TEXTE À EXAMINER =>
Si nous regardons par exemple la série Les envahisseurs, nous constatons que pas une seule fois David Vincent est vu en train de prendre un repas ou d’avoir le front qui transpire, même sous un soleil ardent. Le personnage principal semble ne pas avoir de corps et n’éprouver aucune émotion. Il est presque aussi froid que les créatures qu’il poursuit.

David Vincent est un architecte fantôme qui ne fréquente quasiment jamais les chantiers. Quant à John Steed, ce n’est guère plus convaincant. La mythologie des personnages de séries repose sur le fait que ces derniers ont un corps tout autant qu’ils n’ont pas de corps réel, tels des dieux ou des déesses. D’autre part, si Roland Barthes avait souligné le rôle de la sueur dans le cinéma américain, dans les séries la transpiration est inexistante.

Les ressorts des séries ne sont pas les mêmes que ceux du cinéma. Par le fait même qu’une série repose sur un grand nombre d’épisodes, tout réalisme demeure impossible. Car la série est par essence totalement irréelle. Le même mécanisme se produit au cinéma avec les trilogies. Intuitivement nous disons que le deuxième, puis le troisième film ou plus sont « moins bons » que le premier. C’est qu’une fiction réaliste ne peut être réalisée que dans un seul film en un seul épisode. 2001 l’Odysée de l’espace aurait était dénaturé si Stanley Kubrick en avait fait une trilogie.

DONNÉES SOURCES =>
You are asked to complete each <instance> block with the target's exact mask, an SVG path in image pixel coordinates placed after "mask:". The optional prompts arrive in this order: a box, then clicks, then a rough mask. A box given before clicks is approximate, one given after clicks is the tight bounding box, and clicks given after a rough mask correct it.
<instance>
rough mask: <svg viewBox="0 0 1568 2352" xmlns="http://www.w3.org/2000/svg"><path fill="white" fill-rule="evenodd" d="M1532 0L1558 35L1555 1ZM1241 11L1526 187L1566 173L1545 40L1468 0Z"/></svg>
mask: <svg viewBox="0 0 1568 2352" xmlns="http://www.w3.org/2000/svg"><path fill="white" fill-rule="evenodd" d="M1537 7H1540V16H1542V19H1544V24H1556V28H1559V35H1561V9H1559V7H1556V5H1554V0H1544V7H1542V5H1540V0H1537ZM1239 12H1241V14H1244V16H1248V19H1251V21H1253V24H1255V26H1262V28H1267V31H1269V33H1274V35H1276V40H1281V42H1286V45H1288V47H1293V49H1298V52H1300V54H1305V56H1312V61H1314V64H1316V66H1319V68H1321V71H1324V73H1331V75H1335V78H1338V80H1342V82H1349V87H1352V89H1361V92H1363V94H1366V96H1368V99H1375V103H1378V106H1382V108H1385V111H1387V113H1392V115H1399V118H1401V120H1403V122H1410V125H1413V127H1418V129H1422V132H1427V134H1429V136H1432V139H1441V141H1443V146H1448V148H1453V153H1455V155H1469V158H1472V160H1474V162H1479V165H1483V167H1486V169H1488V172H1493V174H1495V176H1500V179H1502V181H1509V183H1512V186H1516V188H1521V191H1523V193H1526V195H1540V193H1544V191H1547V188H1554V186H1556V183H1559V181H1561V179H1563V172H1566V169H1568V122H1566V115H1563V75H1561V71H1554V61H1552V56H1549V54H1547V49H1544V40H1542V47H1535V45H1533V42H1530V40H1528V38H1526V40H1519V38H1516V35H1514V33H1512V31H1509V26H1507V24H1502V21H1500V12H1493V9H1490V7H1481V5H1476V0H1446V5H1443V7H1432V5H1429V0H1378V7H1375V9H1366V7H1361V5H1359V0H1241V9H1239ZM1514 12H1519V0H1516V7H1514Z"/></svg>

TÂCHE À RÉALISER 1 =>
Reproduisez fidèlement un extrait du texte sur les séries ci-dessus : commencez aux mots « Si nous regardons » et arrêtez-vous après « transpiration est inexistante. ».
TÂCHE À RÉALISER 2 =>
Pour chacune des affirmations suivantes, indiquez par oui ou par non si elle concorde avec le texte sur les séries, en citant à l'identique les mots qui permettent de trancher.
(a) David Vincent est montré en train de prendre un repas.
(b) Dans les séries, la transpiration est inexistante.
(c) Une fiction réaliste peut être réalisée sur plusieurs films.
TÂCHE À RÉALISER 3 =>
D'après le texte sur les séries, quelle profession exerce David Vincent ?

VOTRE RÉPONSE 1 =>
Si nous regardons par exemple la série Les envahisseurs, nous constatons que pas une seule fois David Vincent est vu en train de prendre un repas ou d’avoir le front qui transpire, même sous un soleil ardent. Le personnage principal semble ne pas avoir de corps et n’éprouver aucune émotion. Il est presque aussi froid que les créatures qu’il poursuit.

David Vincent est un architecte fantôme qui ne fréquente quasiment jamais les chantiers. Quant à John Steed, ce n’est guère plus convaincant. La mythologie des personnages de séries repose sur le fait que ces derniers ont un corps tout autant qu’ils n’ont pas de corps réel, tels des dieux ou des déesses. D’autre part, si Roland Barthes avait souligné le rôle de la sueur dans le cinéma américain, dans les séries la transpiration est inexistante.

VOTRE RÉPONSE 2 =>
(a) Non : « pas une seule fois David Vincent est vu en train de prendre un repas ».
(b) Oui : « dans les séries la transpiration est inexistante ».
(c) Non : « une fiction réaliste ne peut être réalisée que dans un seul film en un seul épisode ».

VOTRE RÉPONSE 3 =>
Il est architecte, un « architecte fantôme qui ne fréquente quasiment jamais les chantiers ».